**** Выбранный текст ****

Последнее, кстати, означало окончательное закрепление в России второго главного признака авторитарной системы – передачи власти в режиме личного наследования без каких-либо форм публичной состязательности. Другими словами, риск недобровольной смены правящей команды убирается не только из избирательного процесса, но и из процесса смены руководства по причинам личностнобиологического характера. Причем это произошло хотя и по инициативе правящей команды, руководствовавшейся своими личными (как выяснилось впоследствии, не совсем верными) расчетами, но все же с одобрения, по крайней мере молчаливого, всего общества. Вне зависимости от наличия институтов выборов, свободы политической организации и высказываний, общество в целом и его политический класс в особенности с конца 1990-х стали воспринимать как данность, что правящая группа не считает для себя необходимым и не будет ставить свою власть и свою судьбу в зависимость от реальных результатов неконтролируемого народного волеизъявления на всеобщих выборах.
Но дело, конечно, было не только и не столько в общественном сознании. Приблизительно тогда же стало очевидным, что в процессе постсоветской трансформации в стране так и не возникли институты, способные выполнять функции самостоятельных ветвей власти и обладающие возможностью добиваться исполнения своих решений, если те противоречат интересам или желаниям доминирующей группы. И представительные органы, и судебная система не смогли обзавестись достаточным силовым ресурсом или поддержкой, чтобы стать реальным противовесом административным органам и стихийно формировавшимся вокруг них неформальным корпорациям полукриминального толка, да и вполне криминального характера, опиравшимся на механизмы насилия. Собственно, уже в то время «строительство правового государства» превратилось, в лучшем случае, в благое пожелание, а в худшем – в лицемерное прикрытие фактического признания права силы как государствообразующего механизма.
Соответственно, любые альтернативные претенденты на власть не имели возможности опереться на сколько-нибудь работоспособные институты. Единственным для них способом создать себе реальную опору было бы выстраивание собственных организованных структур, обладающих силовым и административным ресурсом, но это заключало бы в себе риски для государственности как таковой и было отвергнуто всеми ответственными политиками и общественными деятелями. В таких условиях страна, по существу, стояла перед выбором между очевидно очень плохим и еще худшим, поскольку выбор в пользу политической конкуренции с опорой на неправовую силу, что означало бы, по сути, состояние гражданской войны, пусть и в каких-то смягченных формах, и что, скорее всего, привело бы к еще более тяжким последствиям, нежели даже те, что мы имеем сегодня перед нашими глазами.
Правда, некоторые считают, что в силу меньшей степени концентрации силового ресурса в центре сложившейся к тому времени политической системы она была менее управляемой, а значит – более демократичной по сравнению с ее же версией образца второй половины 2000-х гг. Учитывая, что такой взгляд достаточно часто можно встретить в среде либерально настроенной интеллигенции, хотелось бы его прокомментировать.
Это замечание действительно справедливо в той его части, которая говорит об общей слабой управляемости тогдашней социально-экономической ситуацией. Однако построить эффективную конкурентную систему на основе слабой управляемости невозможно в принципе. Власть конфликтующих друг с другом «полевых командиров» – плохая замена конкуренции команд, имеющих в той или иной мере квалифицированных управляющих сложной государственной машиной. Политический плюрализм является отражением демократических ценностей в политике лишь при ряде дополнительных условий.

****

◆ Поставленная задача 1
Какие органы, согласно тексту о российской политической системе, не смогли стать реальным противовесом административным органам?
◆ Поставленная задача 2
Продолжите текст о российской политической системе, начав сразу после его последнего предложения.

**** Исходные данные ****

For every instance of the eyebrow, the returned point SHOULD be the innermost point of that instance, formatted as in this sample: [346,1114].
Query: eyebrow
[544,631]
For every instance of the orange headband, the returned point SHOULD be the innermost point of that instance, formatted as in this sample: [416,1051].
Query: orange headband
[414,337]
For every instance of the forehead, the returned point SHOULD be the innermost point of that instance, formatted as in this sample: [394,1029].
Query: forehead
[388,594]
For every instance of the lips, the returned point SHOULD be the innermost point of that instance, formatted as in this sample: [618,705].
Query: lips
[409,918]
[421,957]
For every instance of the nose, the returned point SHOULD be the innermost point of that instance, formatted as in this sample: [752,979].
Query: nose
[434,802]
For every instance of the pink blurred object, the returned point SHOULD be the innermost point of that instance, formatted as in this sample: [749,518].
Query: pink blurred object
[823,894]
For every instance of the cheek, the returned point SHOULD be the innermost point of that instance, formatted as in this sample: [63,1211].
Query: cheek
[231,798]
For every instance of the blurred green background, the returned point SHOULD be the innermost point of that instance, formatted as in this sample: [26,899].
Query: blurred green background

****

◆ Письменный ответ 1
Представительные органы и судебная система.

◆ Письменный ответ 2
В первую очередь, это наличие в стране относительно эффективно работающих институтов, которые делают плюрализм не самоцелью, а силой, дисциплинирующей институты и повышающей их ответственность за происходящие в обществе процессы. И если такие институты отсутствуют, – а их не было в России образца конца 1990-х гг., как нет их и сейчас, – то все разговоры об «украденной» в 2000-е годы демократии лишаются смысла. Единственное, что остается в сухом остатке, – это то, что тогда у власти и около нее были люди, более близкие либеральной части советской интеллигенции с точки зрения ее политической культуры, идеологии и мифологии, нежели политическая команда, пришедшая им на смену в 2000-е годы. Но если оставаться на позициях добросовестного объективного анализа того, что мы имели тогда и имеем сейчас, то, на мой взгляд, нельзя не видеть, что 1990-е годы были не более чем ранней, незрелой стадией того же «периферийного авторитаризма», который приобрел более законченные формы за прошедшие тринадцать—четырнадцать лет нынешнего столетия. (О том, почему этот авторитаризм можно обозначить словом «периферийный», мы поговорим чуть позже.)
Возвращаясь к разговору о том, почему развитие политической системы в России в 1990-е годы пошло именно по этому пути, я бы хотел отметить несколько моментов, которые делали формирование в стране конкурентной модели «западного» образца крайне затруднительным и потому маловероятным вариантом развития событий.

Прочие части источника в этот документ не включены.